EXTRACTED INFORMATION →
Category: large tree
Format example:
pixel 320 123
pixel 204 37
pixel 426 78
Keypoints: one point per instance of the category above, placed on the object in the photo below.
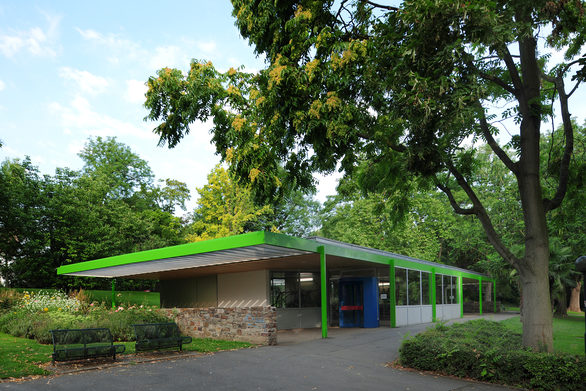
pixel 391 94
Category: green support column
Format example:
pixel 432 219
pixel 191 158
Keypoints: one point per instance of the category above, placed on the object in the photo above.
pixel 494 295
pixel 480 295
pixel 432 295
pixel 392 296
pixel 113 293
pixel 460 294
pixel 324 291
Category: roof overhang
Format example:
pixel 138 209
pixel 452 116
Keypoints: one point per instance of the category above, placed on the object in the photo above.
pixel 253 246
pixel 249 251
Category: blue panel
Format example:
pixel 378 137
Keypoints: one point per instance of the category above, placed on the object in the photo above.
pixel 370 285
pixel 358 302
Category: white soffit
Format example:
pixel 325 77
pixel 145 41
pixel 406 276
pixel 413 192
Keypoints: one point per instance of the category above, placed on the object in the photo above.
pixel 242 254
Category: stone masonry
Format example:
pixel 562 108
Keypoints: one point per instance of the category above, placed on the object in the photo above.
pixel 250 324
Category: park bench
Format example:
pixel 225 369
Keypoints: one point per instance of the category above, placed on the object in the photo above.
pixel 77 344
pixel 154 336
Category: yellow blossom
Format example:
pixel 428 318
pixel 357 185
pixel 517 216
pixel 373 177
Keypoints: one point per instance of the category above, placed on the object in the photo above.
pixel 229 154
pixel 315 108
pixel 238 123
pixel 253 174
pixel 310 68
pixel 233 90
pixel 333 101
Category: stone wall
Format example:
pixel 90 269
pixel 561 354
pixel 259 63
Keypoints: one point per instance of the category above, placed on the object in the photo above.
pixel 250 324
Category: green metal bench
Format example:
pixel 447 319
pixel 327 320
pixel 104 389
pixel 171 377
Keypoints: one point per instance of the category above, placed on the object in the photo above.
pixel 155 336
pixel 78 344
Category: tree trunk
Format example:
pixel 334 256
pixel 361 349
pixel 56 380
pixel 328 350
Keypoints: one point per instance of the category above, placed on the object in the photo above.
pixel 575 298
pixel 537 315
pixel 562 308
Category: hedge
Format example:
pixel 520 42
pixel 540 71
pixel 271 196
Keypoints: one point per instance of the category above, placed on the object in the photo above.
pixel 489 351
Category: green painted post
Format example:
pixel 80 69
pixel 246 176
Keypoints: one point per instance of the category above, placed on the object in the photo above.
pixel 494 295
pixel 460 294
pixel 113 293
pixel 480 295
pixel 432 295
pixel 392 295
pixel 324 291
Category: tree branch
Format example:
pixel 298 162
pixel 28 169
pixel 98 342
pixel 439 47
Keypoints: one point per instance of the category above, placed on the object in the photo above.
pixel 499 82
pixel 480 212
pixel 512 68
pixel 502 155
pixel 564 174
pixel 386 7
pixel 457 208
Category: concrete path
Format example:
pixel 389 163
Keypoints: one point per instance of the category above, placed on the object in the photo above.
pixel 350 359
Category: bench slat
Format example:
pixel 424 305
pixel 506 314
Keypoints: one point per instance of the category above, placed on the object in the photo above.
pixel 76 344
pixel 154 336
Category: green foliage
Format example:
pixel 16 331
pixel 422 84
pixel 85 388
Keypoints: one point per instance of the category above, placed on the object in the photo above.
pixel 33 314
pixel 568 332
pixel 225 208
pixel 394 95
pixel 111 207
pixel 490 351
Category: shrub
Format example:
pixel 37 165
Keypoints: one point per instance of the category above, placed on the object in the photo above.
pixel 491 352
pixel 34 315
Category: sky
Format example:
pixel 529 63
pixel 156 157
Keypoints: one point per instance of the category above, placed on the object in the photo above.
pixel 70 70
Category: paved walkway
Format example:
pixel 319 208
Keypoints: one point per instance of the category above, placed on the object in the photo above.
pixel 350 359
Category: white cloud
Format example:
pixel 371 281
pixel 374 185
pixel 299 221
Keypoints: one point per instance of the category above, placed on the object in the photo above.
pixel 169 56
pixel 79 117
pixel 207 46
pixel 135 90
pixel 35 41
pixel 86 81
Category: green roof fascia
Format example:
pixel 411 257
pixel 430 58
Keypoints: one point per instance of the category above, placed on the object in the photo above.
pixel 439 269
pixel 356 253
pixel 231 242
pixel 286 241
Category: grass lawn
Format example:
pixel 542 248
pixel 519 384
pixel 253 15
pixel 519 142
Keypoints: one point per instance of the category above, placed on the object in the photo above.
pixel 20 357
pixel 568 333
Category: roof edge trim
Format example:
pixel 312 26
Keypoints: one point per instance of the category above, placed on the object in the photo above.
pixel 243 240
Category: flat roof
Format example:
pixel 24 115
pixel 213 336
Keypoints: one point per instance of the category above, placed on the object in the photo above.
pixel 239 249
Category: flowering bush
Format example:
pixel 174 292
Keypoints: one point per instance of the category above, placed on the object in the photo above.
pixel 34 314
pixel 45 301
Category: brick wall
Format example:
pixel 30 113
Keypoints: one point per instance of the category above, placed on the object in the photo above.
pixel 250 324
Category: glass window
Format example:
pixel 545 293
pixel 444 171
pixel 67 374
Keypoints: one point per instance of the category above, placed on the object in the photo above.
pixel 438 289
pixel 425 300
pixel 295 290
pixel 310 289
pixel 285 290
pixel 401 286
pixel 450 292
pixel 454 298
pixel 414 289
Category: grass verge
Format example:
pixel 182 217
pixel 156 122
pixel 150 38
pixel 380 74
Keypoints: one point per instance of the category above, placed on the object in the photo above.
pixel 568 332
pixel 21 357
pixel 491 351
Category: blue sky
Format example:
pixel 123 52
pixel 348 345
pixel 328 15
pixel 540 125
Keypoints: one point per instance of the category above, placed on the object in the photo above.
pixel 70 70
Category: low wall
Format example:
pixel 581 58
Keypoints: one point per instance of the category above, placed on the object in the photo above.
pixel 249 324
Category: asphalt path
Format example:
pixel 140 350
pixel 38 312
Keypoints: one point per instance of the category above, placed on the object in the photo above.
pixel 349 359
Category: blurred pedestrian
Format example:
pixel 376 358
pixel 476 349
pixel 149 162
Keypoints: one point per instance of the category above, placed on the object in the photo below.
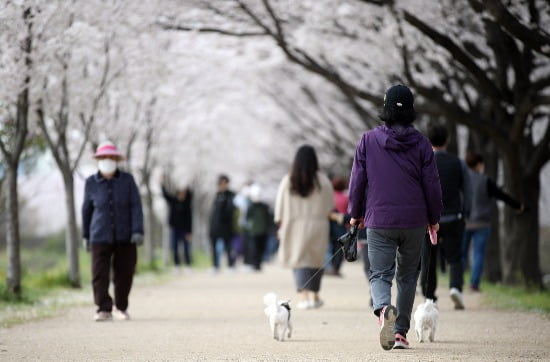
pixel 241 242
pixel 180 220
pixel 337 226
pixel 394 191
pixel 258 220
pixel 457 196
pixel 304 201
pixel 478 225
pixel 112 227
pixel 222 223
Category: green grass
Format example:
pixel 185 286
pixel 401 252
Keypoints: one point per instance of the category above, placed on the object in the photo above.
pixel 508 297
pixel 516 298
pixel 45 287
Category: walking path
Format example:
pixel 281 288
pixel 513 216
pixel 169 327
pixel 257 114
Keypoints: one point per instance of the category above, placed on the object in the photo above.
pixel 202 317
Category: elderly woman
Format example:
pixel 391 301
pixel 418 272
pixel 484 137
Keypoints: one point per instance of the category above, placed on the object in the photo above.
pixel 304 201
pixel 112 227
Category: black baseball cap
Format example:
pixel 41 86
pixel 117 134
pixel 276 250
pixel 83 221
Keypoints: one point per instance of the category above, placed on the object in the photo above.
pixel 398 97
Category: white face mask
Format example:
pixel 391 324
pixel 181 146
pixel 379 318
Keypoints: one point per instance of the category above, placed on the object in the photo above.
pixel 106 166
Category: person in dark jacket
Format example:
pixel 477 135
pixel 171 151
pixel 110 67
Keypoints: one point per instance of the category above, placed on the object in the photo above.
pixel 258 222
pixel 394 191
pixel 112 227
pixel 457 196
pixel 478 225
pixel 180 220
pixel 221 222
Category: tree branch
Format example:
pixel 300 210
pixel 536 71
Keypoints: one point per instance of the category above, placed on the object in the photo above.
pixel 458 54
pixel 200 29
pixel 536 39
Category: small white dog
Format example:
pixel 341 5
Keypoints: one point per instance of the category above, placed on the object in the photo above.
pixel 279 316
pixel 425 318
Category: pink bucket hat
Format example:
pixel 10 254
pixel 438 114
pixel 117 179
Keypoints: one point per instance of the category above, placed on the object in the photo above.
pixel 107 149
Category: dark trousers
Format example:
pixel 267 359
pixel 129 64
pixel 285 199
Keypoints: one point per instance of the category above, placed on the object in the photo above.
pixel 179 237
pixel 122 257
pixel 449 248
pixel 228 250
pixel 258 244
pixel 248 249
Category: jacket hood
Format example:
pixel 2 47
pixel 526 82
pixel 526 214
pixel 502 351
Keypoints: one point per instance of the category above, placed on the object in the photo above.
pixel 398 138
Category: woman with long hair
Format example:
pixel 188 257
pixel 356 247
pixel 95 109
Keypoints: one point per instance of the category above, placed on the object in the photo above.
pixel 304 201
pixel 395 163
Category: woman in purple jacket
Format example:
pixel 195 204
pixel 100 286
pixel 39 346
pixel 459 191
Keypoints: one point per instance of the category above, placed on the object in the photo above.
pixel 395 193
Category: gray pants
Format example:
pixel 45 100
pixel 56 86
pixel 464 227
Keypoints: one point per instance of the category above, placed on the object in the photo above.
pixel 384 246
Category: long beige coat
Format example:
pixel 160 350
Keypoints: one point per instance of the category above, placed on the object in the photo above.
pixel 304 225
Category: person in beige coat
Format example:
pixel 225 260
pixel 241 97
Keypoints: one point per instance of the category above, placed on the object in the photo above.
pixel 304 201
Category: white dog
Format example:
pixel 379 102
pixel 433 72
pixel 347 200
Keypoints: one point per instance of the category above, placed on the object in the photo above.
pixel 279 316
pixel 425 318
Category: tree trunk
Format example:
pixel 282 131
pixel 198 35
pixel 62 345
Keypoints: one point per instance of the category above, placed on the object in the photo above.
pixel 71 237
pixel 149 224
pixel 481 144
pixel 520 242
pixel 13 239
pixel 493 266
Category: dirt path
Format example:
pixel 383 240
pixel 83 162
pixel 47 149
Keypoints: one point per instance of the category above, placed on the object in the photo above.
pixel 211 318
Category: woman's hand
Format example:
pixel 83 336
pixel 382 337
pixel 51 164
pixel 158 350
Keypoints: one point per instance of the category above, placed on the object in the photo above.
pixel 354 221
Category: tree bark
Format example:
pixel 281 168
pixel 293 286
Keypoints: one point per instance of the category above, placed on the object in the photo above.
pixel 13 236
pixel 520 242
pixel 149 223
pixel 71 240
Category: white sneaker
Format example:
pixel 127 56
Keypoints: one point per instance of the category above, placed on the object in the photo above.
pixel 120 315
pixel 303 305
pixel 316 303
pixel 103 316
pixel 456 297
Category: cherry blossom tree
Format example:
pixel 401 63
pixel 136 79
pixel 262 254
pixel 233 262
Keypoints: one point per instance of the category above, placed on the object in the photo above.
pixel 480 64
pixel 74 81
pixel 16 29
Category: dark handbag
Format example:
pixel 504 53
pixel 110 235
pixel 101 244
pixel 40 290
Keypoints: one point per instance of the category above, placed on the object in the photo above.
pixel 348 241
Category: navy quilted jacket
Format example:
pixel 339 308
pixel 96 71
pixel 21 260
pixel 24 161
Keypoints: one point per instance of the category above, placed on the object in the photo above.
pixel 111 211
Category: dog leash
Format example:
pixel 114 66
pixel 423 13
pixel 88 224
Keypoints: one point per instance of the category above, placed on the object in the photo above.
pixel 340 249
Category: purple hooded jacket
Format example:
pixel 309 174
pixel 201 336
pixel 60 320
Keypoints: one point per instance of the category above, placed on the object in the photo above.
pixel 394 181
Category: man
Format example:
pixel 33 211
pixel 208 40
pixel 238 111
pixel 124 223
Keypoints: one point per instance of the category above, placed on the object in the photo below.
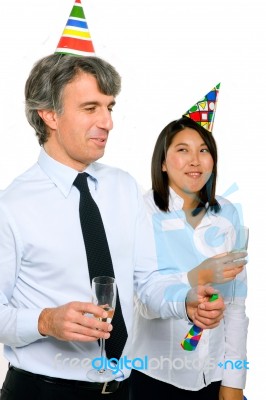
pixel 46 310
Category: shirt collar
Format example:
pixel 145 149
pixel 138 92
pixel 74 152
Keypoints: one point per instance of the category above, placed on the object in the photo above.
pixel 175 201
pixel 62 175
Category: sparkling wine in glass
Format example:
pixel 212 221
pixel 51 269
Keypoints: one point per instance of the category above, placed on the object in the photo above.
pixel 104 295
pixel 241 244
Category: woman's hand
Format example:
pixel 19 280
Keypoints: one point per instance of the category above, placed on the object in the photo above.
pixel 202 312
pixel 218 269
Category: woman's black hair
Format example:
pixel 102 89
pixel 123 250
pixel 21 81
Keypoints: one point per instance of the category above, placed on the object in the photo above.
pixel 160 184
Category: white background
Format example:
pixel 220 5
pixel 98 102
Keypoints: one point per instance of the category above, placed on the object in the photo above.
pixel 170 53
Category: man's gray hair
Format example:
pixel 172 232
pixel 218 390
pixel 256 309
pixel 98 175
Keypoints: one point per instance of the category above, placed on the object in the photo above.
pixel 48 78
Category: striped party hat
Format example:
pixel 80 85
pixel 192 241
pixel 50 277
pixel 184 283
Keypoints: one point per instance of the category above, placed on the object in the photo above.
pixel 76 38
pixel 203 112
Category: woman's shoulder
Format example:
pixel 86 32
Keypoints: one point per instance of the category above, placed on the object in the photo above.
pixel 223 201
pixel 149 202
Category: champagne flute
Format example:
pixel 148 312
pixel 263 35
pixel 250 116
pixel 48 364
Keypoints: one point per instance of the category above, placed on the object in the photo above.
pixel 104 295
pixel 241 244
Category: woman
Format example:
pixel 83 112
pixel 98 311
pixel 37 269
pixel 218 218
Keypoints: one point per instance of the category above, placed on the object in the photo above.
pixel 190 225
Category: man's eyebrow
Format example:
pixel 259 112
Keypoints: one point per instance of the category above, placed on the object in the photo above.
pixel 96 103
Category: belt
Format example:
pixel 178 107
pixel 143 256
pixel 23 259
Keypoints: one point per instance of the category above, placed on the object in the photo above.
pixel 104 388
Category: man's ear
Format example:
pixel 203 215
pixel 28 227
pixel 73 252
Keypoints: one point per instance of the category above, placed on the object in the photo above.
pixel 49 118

ABOUT THIS EXERCISE → With the entries above as the source, set down exactly the lines from the one holding "pixel 50 277" through the last line, both ends included.

WRITTEN ANSWER →
pixel 50 277
pixel 184 283
Keypoints: one point per instance of the category above, placed on the object in the photo above.
pixel 76 38
pixel 203 112
Category: woman's shoulder
Format example:
pixel 86 32
Keypoints: one point per instance of the category above, placed on the object in the photo above.
pixel 223 201
pixel 149 202
Category: champagne flute
Format example:
pixel 148 312
pixel 263 35
pixel 250 116
pixel 48 364
Keypoints: one point per instance of the category above, placed on the object in the photo above.
pixel 104 295
pixel 241 244
Category: woman
Format example:
pixel 83 112
pixel 98 311
pixel 37 269
pixel 218 218
Keypoints: one point per instance of the category above, placed on the object in the photo above.
pixel 190 225
Category: man's eyebrow
Format example:
pixel 259 112
Keypoints: one point per instance of the category above, placed on the object in the photo above.
pixel 96 103
Category: belt
Format example:
pixel 178 107
pixel 143 256
pixel 23 259
Keypoints: one point per instance of the category above, placed on the object in the photo above.
pixel 104 388
Category: man's ear
Format example:
pixel 203 215
pixel 28 227
pixel 73 252
Keypoints: one point per instance of the category above, placed on the object in the photo above.
pixel 49 118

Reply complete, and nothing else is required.